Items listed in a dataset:
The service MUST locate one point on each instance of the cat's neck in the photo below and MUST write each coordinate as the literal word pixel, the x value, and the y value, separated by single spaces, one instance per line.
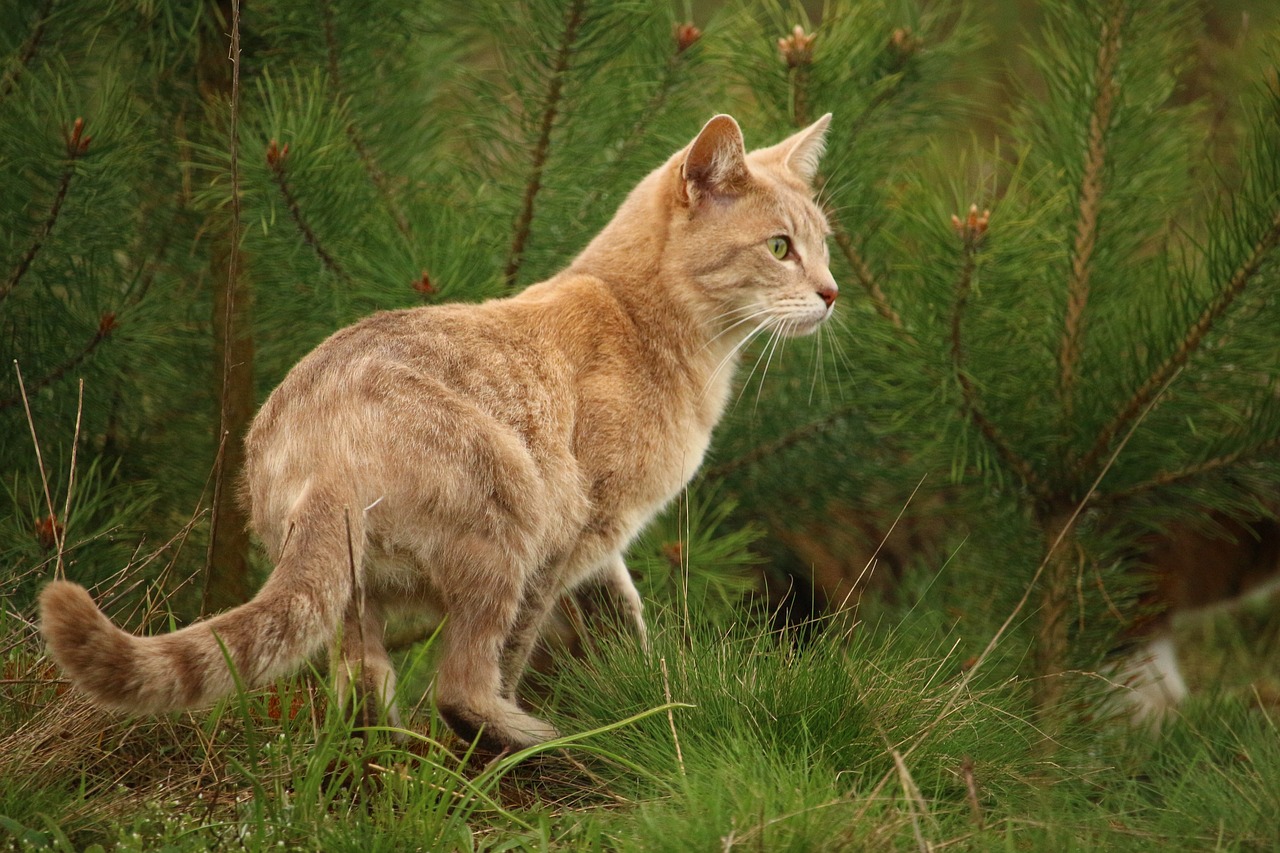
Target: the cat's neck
pixel 631 258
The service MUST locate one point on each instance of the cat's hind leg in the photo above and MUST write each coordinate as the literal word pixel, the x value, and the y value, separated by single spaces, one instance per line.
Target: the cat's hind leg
pixel 480 617
pixel 621 588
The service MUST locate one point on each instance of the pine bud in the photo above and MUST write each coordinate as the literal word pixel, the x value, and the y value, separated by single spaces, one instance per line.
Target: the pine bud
pixel 424 284
pixel 275 154
pixel 903 44
pixel 49 532
pixel 973 227
pixel 77 144
pixel 686 36
pixel 796 49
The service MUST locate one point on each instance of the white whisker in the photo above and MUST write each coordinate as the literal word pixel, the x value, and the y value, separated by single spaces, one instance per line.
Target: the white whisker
pixel 737 347
pixel 777 341
pixel 749 313
pixel 771 324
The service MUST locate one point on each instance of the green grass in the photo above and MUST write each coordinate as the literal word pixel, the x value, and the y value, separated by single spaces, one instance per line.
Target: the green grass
pixel 723 738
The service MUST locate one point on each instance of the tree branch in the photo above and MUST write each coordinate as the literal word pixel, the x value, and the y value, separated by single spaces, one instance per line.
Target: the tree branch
pixel 1169 478
pixel 105 325
pixel 77 145
pixel 1089 203
pixel 551 109
pixel 357 141
pixel 1161 375
pixel 972 232
pixel 275 159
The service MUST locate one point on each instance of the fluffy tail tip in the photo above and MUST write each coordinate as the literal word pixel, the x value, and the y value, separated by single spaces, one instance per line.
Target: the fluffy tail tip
pixel 82 641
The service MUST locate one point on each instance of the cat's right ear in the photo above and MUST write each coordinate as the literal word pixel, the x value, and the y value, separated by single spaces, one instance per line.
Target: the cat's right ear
pixel 716 162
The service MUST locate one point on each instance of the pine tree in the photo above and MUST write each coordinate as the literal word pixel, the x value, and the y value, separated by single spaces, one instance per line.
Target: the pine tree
pixel 1091 360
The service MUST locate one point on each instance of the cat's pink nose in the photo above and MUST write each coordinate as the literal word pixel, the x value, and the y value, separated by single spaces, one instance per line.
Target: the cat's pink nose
pixel 828 293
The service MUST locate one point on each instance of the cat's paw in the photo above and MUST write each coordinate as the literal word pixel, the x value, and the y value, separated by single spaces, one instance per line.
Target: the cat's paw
pixel 503 729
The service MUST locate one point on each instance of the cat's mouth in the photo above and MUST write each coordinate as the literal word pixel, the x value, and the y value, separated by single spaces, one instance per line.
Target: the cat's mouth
pixel 798 324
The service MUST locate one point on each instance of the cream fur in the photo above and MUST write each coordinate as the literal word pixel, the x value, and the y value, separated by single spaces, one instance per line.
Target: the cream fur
pixel 480 460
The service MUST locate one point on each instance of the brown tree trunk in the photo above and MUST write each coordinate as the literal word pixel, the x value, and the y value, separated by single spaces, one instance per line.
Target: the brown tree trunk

- _Your instructions_:
After locating the line that holds "Target: the pine tree", print it and each line after it through the end of the data, exactly as it stands.

- _Task response_:
Target: the pine tree
pixel 1091 360
The service MUST locate one point on each instance of the cat's pink nose in the photo above and MUST write each coordinate as the literal word pixel, the x value, and the y value, separated by single spaces, one instance per line.
Target: the cat's pink nose
pixel 828 293
The service MUST locate one point on each instance of the cat's paw in the photo above and MUST write each coordinate as the literal word pixel, the x value, and the y value, separated by single spaces, one instance per line.
Target: the cat's paw
pixel 503 729
The service MUST locate one point on each instance of the cat's mouth in the photo above and MUST write each coordinate as the literal word pixel, the x value, and the y value, separated by single spaces, one instance per line.
Target: the cat's mouth
pixel 798 324
The service MUST locate one point on each instance of the cream fur in the photo above and MUST write each coordinate as the literal word pixel, the x value, and the y value, separated by single spaces, one instance per line.
Target: the cream fur
pixel 480 460
The service MUST locate one point on each instance of the brown tree trunk in the photo above and MUST write each coordinate as the literal word pixel, the x value, and the y value, separated by single spaces, one instance per line.
Target: the brown tree trunk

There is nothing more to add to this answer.